[Excerpts from point annotation data]
=====

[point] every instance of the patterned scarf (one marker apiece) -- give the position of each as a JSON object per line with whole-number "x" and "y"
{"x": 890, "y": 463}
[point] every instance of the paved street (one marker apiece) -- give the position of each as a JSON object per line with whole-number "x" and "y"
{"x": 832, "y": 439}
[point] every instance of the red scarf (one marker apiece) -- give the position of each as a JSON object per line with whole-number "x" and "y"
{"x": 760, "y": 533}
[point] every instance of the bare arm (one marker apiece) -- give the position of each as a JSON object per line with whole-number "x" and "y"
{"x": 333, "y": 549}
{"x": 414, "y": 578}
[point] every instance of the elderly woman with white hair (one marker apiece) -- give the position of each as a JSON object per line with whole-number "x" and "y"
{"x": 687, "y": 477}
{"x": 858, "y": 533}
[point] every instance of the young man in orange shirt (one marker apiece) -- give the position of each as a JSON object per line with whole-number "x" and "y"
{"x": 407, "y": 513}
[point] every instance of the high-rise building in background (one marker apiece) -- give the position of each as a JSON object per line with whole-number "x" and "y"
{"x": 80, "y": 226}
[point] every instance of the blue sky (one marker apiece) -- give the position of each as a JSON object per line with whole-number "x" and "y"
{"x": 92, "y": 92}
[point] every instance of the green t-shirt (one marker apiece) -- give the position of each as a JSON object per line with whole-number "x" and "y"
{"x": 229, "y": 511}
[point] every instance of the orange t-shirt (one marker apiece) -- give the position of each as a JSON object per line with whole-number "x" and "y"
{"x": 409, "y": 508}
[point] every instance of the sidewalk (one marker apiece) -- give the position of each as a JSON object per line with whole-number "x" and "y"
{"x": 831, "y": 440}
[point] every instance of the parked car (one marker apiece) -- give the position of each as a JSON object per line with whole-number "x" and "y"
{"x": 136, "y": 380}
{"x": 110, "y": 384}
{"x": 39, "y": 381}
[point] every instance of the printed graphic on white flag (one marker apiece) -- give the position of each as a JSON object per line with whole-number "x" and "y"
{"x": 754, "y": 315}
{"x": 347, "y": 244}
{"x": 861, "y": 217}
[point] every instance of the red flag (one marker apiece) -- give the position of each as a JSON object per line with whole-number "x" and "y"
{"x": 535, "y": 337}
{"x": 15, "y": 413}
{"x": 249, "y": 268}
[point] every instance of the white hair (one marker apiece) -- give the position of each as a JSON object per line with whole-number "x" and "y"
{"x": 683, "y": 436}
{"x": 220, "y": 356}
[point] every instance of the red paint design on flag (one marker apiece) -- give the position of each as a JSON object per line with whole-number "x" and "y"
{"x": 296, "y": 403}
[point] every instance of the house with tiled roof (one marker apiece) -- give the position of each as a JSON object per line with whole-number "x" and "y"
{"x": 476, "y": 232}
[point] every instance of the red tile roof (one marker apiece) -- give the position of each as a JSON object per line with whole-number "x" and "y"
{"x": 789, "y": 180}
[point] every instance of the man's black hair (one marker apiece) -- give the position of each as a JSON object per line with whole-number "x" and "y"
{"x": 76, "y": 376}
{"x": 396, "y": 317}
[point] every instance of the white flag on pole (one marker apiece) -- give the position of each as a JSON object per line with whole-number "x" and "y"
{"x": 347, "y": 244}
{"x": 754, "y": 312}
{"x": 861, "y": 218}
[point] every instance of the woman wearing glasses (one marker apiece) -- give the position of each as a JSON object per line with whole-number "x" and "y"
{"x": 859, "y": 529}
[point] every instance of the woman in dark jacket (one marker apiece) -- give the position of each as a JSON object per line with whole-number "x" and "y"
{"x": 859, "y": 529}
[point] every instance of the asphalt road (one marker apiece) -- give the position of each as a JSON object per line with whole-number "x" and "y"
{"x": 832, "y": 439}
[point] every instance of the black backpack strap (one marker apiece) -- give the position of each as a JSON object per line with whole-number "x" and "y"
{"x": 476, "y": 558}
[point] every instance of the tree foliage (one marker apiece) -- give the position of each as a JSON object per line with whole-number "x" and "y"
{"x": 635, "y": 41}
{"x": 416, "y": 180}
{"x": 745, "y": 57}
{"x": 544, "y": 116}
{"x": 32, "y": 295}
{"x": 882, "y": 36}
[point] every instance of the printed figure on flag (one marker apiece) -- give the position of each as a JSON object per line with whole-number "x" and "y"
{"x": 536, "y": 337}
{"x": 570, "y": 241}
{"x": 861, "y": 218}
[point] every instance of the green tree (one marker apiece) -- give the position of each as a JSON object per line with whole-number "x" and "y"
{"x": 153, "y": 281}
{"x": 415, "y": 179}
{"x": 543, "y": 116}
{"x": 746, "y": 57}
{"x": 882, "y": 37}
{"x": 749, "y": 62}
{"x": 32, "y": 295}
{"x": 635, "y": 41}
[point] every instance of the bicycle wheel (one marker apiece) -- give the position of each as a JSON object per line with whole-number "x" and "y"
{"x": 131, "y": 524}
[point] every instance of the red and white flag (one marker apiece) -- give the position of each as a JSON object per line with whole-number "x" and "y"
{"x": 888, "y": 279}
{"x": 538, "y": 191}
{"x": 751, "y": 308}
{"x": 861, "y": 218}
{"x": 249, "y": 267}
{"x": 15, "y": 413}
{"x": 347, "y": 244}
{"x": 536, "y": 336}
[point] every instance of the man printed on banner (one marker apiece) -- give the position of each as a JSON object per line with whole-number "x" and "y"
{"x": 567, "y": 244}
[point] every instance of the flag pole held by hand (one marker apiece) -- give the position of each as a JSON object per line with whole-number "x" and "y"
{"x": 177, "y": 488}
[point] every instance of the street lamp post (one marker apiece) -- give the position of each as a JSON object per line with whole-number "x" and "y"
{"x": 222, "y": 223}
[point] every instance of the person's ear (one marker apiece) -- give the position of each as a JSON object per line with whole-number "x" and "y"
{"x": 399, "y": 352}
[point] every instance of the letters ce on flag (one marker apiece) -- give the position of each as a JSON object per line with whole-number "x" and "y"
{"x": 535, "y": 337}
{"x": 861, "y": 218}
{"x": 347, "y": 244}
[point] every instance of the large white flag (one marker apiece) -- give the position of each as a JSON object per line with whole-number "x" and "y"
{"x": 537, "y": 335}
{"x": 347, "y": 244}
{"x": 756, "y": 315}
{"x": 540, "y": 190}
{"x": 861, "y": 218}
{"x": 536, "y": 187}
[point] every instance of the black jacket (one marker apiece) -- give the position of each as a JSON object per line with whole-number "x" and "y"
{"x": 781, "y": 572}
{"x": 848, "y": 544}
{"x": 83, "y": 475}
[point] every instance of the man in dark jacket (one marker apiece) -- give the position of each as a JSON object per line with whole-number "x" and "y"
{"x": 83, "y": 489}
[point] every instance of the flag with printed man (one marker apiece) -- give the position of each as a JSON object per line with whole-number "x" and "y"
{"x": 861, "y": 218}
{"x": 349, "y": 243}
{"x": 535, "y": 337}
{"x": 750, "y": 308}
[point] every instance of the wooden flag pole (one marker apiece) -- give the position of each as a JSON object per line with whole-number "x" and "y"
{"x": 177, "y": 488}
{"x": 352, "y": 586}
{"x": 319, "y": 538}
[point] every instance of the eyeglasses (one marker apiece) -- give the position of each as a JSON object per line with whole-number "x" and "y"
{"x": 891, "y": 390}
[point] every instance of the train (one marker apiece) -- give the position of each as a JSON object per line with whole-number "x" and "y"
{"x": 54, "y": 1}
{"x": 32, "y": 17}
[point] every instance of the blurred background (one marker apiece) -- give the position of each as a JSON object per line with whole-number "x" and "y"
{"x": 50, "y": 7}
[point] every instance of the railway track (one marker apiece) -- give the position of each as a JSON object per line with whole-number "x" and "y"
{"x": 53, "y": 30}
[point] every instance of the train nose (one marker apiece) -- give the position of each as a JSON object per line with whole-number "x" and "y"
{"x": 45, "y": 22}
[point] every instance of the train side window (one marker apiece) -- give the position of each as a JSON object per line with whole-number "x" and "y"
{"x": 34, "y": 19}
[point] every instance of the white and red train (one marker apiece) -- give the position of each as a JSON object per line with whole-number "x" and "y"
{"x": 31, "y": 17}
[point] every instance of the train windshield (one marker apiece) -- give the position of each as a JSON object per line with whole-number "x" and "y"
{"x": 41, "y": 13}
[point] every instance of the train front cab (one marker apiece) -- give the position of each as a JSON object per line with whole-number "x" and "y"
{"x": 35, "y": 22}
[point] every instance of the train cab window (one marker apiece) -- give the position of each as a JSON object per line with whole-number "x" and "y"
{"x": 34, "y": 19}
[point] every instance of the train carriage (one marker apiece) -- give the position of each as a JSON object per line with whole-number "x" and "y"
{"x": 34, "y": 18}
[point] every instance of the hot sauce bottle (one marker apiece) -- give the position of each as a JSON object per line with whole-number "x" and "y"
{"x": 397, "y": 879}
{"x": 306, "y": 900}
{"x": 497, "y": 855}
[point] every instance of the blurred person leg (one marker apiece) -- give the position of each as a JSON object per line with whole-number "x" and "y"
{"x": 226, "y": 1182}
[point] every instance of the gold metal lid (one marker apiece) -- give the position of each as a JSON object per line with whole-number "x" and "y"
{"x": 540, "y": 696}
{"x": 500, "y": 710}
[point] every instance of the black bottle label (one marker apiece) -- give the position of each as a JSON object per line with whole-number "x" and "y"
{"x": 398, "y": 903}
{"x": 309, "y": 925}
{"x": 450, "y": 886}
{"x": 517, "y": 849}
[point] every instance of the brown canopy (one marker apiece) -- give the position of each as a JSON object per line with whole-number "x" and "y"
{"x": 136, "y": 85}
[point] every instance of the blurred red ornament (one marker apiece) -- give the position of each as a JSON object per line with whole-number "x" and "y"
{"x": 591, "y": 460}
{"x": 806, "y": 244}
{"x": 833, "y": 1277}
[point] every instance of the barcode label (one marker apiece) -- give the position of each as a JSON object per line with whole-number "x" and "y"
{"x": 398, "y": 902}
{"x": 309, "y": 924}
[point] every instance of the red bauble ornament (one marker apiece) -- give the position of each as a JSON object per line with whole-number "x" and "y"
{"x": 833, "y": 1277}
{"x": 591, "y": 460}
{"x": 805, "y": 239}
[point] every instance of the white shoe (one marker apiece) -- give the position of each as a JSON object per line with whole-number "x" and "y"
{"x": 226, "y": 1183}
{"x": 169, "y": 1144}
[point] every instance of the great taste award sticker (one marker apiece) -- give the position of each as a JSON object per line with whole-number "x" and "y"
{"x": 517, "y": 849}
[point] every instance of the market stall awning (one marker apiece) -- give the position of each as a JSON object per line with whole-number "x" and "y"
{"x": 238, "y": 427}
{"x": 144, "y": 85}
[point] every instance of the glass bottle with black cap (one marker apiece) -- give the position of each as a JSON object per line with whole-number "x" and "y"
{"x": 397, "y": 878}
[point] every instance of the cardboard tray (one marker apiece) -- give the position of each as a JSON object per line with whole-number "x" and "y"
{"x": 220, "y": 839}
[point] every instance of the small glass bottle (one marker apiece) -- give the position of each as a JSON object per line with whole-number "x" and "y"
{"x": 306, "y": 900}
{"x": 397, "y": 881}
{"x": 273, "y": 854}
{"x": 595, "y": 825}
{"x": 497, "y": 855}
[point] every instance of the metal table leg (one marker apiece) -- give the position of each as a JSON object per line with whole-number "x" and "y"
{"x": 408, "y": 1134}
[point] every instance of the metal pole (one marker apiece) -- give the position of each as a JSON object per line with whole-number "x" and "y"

=====

What you should do: Repeat exactly, and only, the lines from the line with "[point] every instance of the glass" through the end of the listing above, both ends included.

Exercise response:
[point] every instance of the glass bottle with black cap (one marker apiece) -- give the position of each as a JSON object per line with whole-number "x" and "y"
{"x": 397, "y": 878}
[point] every instance of the cardboard tray (one marker apiece) -- give the position of each as a JSON object per line with whole-number "x" and "y"
{"x": 220, "y": 839}
[point] every instance of the small glass bottle (one marker apiece) -- give the position of each as a JSON object per line with whole-number "x" and "y"
{"x": 306, "y": 900}
{"x": 397, "y": 881}
{"x": 273, "y": 854}
{"x": 595, "y": 825}
{"x": 497, "y": 855}
[point] every instance of the metal table leg (one marker apiece) -- give the position of each as a JSON object per line with whole-number "x" and "y"
{"x": 408, "y": 1134}
[point] every instance of the metal pole (one marker apiece) -- give the position of each as a JSON object per line with whole-number "x" and "y"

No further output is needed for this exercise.